**Work to complete**:
List every line below that contains the word "water".
__________
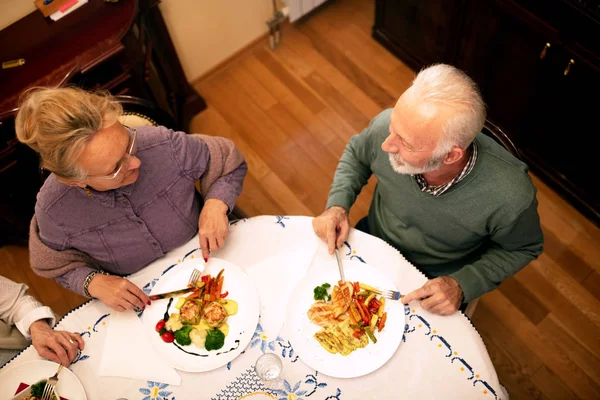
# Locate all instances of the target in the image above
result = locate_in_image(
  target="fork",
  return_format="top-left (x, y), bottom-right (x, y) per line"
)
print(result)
top-left (42, 364), bottom-right (63, 400)
top-left (372, 287), bottom-right (404, 300)
top-left (188, 268), bottom-right (202, 286)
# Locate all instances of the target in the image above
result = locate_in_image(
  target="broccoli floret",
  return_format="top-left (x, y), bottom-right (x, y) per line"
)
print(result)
top-left (175, 325), bottom-right (193, 346)
top-left (204, 329), bottom-right (225, 350)
top-left (31, 379), bottom-right (46, 399)
top-left (313, 282), bottom-right (331, 301)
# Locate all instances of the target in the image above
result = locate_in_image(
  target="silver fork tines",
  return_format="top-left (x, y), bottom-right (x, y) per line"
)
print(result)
top-left (42, 364), bottom-right (63, 400)
top-left (374, 288), bottom-right (402, 300)
top-left (188, 268), bottom-right (202, 286)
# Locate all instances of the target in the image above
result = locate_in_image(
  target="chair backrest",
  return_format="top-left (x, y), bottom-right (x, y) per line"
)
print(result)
top-left (482, 120), bottom-right (522, 160)
top-left (115, 95), bottom-right (180, 130)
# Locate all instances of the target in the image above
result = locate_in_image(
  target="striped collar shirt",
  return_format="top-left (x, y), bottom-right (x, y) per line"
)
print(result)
top-left (413, 142), bottom-right (477, 197)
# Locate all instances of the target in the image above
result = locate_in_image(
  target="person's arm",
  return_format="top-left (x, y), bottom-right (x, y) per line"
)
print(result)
top-left (29, 209), bottom-right (97, 297)
top-left (0, 276), bottom-right (56, 340)
top-left (450, 198), bottom-right (544, 302)
top-left (326, 119), bottom-right (376, 212)
top-left (312, 117), bottom-right (378, 254)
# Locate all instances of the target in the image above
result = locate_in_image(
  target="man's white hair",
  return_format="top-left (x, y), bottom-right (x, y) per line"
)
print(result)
top-left (408, 64), bottom-right (486, 157)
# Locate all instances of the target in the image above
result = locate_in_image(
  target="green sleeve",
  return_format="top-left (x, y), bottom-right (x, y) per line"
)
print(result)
top-left (327, 119), bottom-right (375, 211)
top-left (450, 197), bottom-right (544, 302)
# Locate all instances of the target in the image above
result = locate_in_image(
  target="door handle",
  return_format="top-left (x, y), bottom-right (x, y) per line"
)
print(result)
top-left (563, 58), bottom-right (575, 76)
top-left (540, 43), bottom-right (550, 60)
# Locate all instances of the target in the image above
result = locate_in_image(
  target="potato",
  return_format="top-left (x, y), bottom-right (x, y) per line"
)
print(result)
top-left (217, 322), bottom-right (229, 336)
top-left (221, 299), bottom-right (238, 316)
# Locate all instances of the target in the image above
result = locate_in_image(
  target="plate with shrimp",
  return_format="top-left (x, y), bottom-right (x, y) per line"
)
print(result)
top-left (142, 258), bottom-right (260, 372)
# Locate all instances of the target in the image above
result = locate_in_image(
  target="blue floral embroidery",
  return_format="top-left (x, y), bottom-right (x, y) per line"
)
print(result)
top-left (275, 215), bottom-right (290, 228)
top-left (140, 381), bottom-right (175, 400)
top-left (400, 305), bottom-right (498, 399)
top-left (71, 313), bottom-right (110, 365)
top-left (277, 337), bottom-right (298, 362)
top-left (250, 323), bottom-right (284, 357)
top-left (273, 380), bottom-right (306, 400)
top-left (304, 371), bottom-right (327, 397)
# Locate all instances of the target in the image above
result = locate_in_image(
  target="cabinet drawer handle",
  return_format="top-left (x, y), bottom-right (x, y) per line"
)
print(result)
top-left (540, 43), bottom-right (550, 60)
top-left (563, 58), bottom-right (575, 76)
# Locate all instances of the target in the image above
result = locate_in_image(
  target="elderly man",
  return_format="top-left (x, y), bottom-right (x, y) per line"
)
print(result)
top-left (313, 64), bottom-right (543, 315)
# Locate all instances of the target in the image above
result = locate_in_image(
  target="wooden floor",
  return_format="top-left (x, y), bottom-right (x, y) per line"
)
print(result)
top-left (0, 0), bottom-right (600, 399)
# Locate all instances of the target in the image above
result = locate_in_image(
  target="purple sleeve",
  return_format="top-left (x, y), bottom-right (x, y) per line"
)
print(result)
top-left (172, 132), bottom-right (248, 212)
top-left (54, 263), bottom-right (97, 297)
top-left (32, 210), bottom-right (94, 297)
top-left (206, 161), bottom-right (248, 213)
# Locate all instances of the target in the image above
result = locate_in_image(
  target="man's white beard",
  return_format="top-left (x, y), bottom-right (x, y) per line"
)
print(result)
top-left (388, 153), bottom-right (443, 175)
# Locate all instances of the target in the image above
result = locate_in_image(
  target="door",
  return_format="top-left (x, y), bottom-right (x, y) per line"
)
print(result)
top-left (457, 0), bottom-right (558, 147)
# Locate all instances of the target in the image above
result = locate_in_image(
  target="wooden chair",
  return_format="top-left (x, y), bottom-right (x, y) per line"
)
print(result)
top-left (465, 120), bottom-right (522, 318)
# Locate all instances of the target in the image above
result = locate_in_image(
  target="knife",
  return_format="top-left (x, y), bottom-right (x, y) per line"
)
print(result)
top-left (335, 247), bottom-right (346, 284)
top-left (10, 385), bottom-right (31, 400)
top-left (148, 286), bottom-right (196, 300)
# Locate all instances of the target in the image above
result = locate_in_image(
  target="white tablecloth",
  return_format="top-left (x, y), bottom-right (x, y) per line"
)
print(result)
top-left (0, 216), bottom-right (508, 400)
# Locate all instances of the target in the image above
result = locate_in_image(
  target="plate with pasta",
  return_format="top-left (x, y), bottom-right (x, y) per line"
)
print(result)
top-left (286, 260), bottom-right (406, 378)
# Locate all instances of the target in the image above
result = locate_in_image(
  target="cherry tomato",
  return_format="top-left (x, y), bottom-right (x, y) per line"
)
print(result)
top-left (160, 331), bottom-right (175, 343)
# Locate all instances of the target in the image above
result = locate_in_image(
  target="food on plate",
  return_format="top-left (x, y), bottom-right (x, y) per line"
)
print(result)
top-left (202, 301), bottom-right (227, 328)
top-left (313, 282), bottom-right (331, 301)
top-left (179, 299), bottom-right (202, 325)
top-left (315, 319), bottom-right (369, 356)
top-left (22, 379), bottom-right (58, 400)
top-left (331, 282), bottom-right (354, 318)
top-left (204, 329), bottom-right (225, 350)
top-left (156, 270), bottom-right (238, 350)
top-left (307, 281), bottom-right (387, 356)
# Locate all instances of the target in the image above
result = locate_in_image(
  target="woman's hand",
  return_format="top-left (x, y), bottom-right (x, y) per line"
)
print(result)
top-left (198, 199), bottom-right (229, 261)
top-left (29, 320), bottom-right (85, 367)
top-left (88, 274), bottom-right (150, 311)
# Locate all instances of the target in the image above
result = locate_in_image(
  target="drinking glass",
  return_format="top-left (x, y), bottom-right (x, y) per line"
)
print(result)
top-left (254, 353), bottom-right (283, 389)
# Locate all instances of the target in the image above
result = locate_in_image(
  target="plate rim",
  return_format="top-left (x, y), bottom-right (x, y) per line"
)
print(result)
top-left (0, 359), bottom-right (88, 400)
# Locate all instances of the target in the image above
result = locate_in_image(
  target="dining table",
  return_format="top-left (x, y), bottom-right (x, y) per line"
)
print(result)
top-left (0, 215), bottom-right (509, 400)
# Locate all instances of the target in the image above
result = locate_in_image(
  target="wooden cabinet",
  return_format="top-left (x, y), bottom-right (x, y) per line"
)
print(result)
top-left (373, 0), bottom-right (463, 69)
top-left (373, 0), bottom-right (600, 224)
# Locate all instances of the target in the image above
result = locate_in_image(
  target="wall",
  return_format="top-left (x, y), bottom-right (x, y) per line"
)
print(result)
top-left (0, 0), bottom-right (273, 81)
top-left (0, 0), bottom-right (37, 30)
top-left (158, 0), bottom-right (273, 82)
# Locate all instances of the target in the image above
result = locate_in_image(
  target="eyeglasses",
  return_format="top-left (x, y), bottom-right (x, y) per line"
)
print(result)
top-left (87, 125), bottom-right (137, 179)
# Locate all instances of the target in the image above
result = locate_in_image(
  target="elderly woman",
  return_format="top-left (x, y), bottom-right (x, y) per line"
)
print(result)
top-left (16, 88), bottom-right (247, 311)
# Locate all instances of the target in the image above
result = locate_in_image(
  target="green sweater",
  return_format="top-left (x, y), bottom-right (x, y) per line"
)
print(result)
top-left (327, 109), bottom-right (543, 302)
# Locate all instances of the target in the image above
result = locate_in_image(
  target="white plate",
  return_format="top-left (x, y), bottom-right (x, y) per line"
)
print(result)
top-left (142, 258), bottom-right (260, 372)
top-left (286, 260), bottom-right (406, 378)
top-left (0, 360), bottom-right (87, 400)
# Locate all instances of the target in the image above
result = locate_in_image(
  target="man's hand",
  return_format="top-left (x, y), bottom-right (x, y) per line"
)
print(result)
top-left (29, 320), bottom-right (84, 367)
top-left (402, 276), bottom-right (463, 315)
top-left (313, 206), bottom-right (350, 254)
top-left (88, 274), bottom-right (150, 311)
top-left (198, 199), bottom-right (229, 260)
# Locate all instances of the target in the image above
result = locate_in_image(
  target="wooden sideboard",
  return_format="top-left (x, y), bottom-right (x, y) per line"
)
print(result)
top-left (373, 0), bottom-right (600, 224)
top-left (0, 0), bottom-right (206, 246)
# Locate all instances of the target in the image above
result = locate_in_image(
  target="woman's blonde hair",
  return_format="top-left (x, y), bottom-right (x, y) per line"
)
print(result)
top-left (15, 87), bottom-right (123, 180)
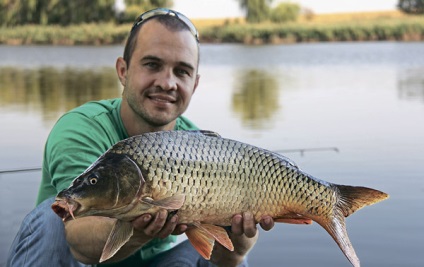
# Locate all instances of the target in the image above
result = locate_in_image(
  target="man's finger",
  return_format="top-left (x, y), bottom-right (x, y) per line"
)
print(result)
top-left (243, 212), bottom-right (257, 238)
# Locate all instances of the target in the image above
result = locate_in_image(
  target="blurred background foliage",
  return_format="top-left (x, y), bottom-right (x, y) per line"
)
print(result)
top-left (0, 0), bottom-right (424, 45)
top-left (0, 67), bottom-right (122, 121)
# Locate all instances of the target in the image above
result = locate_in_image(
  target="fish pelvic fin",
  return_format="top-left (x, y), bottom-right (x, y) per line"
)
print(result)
top-left (141, 194), bottom-right (185, 210)
top-left (316, 210), bottom-right (360, 267)
top-left (99, 220), bottom-right (134, 263)
top-left (185, 222), bottom-right (234, 260)
top-left (274, 213), bottom-right (312, 224)
top-left (334, 185), bottom-right (389, 217)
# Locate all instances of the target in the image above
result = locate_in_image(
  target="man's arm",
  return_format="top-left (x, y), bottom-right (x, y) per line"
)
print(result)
top-left (211, 212), bottom-right (274, 266)
top-left (65, 210), bottom-right (185, 264)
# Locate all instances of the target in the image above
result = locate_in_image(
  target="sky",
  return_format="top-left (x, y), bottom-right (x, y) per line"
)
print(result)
top-left (173, 0), bottom-right (399, 19)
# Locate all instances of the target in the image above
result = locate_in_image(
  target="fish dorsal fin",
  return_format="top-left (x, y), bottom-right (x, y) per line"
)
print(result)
top-left (198, 130), bottom-right (221, 137)
top-left (99, 220), bottom-right (134, 262)
top-left (274, 213), bottom-right (312, 224)
top-left (141, 194), bottom-right (185, 210)
top-left (186, 222), bottom-right (234, 260)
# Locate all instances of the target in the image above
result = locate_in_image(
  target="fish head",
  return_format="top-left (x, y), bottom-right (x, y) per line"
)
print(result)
top-left (52, 153), bottom-right (145, 221)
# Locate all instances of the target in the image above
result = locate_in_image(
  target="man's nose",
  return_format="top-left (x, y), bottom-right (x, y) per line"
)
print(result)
top-left (155, 70), bottom-right (177, 90)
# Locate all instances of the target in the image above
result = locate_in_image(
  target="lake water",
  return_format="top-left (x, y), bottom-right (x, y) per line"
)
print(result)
top-left (0, 42), bottom-right (424, 267)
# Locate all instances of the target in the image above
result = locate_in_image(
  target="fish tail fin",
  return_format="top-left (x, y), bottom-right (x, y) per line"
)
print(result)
top-left (317, 185), bottom-right (389, 267)
top-left (334, 185), bottom-right (389, 217)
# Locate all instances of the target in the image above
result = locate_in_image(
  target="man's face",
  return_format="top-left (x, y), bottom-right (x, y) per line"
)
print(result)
top-left (118, 20), bottom-right (199, 127)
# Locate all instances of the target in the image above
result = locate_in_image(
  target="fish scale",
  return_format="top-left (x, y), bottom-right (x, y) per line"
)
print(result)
top-left (111, 132), bottom-right (331, 225)
top-left (52, 131), bottom-right (388, 267)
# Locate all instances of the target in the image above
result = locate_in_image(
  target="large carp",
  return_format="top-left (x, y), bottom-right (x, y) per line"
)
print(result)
top-left (52, 131), bottom-right (388, 266)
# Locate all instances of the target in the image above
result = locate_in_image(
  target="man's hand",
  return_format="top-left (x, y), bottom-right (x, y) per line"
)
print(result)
top-left (211, 212), bottom-right (274, 266)
top-left (65, 210), bottom-right (187, 264)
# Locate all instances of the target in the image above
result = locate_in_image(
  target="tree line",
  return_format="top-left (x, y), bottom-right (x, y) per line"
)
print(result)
top-left (0, 0), bottom-right (424, 26)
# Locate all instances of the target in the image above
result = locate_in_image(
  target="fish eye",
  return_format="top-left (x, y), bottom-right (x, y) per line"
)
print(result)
top-left (89, 177), bottom-right (97, 185)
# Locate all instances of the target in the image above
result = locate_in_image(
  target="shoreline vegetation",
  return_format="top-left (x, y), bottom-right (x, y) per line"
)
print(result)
top-left (0, 11), bottom-right (424, 45)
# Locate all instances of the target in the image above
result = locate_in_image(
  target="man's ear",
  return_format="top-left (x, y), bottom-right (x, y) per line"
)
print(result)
top-left (115, 57), bottom-right (127, 87)
top-left (193, 74), bottom-right (200, 94)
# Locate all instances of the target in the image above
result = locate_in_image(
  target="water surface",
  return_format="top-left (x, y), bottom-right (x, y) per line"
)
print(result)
top-left (0, 42), bottom-right (424, 267)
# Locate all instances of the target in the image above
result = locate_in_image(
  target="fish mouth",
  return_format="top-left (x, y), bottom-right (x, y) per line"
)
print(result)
top-left (52, 198), bottom-right (79, 222)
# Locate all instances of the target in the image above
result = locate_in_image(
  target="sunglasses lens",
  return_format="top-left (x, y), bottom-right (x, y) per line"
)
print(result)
top-left (131, 8), bottom-right (199, 41)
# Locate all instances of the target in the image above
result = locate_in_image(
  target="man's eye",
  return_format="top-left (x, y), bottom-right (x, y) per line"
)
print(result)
top-left (144, 62), bottom-right (159, 69)
top-left (175, 69), bottom-right (191, 76)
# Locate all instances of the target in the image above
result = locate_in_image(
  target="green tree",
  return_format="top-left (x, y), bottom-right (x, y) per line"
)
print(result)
top-left (120, 0), bottom-right (173, 23)
top-left (271, 3), bottom-right (300, 23)
top-left (239, 0), bottom-right (272, 23)
top-left (0, 0), bottom-right (127, 26)
top-left (398, 0), bottom-right (424, 14)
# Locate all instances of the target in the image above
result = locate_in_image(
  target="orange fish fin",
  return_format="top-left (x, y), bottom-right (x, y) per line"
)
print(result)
top-left (333, 184), bottom-right (389, 217)
top-left (274, 213), bottom-right (312, 224)
top-left (185, 228), bottom-right (215, 260)
top-left (99, 220), bottom-right (134, 262)
top-left (195, 223), bottom-right (234, 251)
top-left (141, 194), bottom-right (185, 210)
top-left (186, 222), bottom-right (234, 260)
top-left (315, 210), bottom-right (360, 267)
top-left (314, 184), bottom-right (389, 267)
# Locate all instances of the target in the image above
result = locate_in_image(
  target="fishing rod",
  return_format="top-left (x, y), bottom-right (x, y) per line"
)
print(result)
top-left (0, 147), bottom-right (339, 175)
top-left (0, 167), bottom-right (41, 174)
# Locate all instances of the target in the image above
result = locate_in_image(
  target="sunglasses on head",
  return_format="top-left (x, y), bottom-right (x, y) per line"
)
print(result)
top-left (131, 8), bottom-right (199, 42)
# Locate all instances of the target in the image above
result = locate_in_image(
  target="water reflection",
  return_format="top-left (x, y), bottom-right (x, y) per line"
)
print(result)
top-left (0, 67), bottom-right (121, 122)
top-left (398, 69), bottom-right (424, 102)
top-left (232, 69), bottom-right (279, 129)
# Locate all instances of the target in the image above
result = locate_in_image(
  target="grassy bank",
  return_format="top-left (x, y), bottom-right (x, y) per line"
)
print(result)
top-left (0, 11), bottom-right (424, 45)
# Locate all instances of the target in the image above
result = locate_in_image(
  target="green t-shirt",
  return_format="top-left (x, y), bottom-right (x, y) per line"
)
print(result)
top-left (37, 98), bottom-right (198, 266)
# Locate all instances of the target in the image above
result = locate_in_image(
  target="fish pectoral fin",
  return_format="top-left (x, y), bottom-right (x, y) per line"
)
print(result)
top-left (274, 213), bottom-right (312, 224)
top-left (196, 130), bottom-right (221, 137)
top-left (186, 223), bottom-right (234, 260)
top-left (99, 220), bottom-right (134, 262)
top-left (141, 195), bottom-right (185, 210)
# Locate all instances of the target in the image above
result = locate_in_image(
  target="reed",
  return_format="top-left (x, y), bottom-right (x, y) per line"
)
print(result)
top-left (0, 11), bottom-right (424, 45)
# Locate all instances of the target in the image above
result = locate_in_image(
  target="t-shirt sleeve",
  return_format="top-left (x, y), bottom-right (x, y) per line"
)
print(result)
top-left (44, 113), bottom-right (110, 195)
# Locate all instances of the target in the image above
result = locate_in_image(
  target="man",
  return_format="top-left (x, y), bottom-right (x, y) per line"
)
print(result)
top-left (7, 9), bottom-right (273, 266)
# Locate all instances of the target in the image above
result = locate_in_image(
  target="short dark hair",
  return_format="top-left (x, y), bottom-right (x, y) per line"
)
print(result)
top-left (124, 16), bottom-right (200, 67)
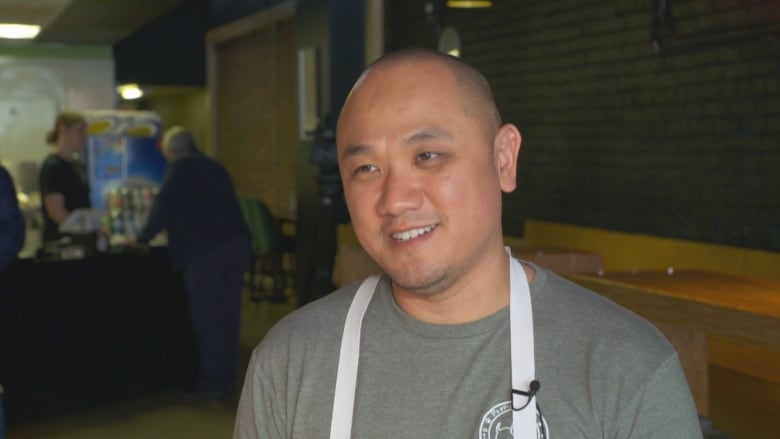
__________
**Response to this exercise**:
  target="lake water",
  target="water surface",
  target="water reflection",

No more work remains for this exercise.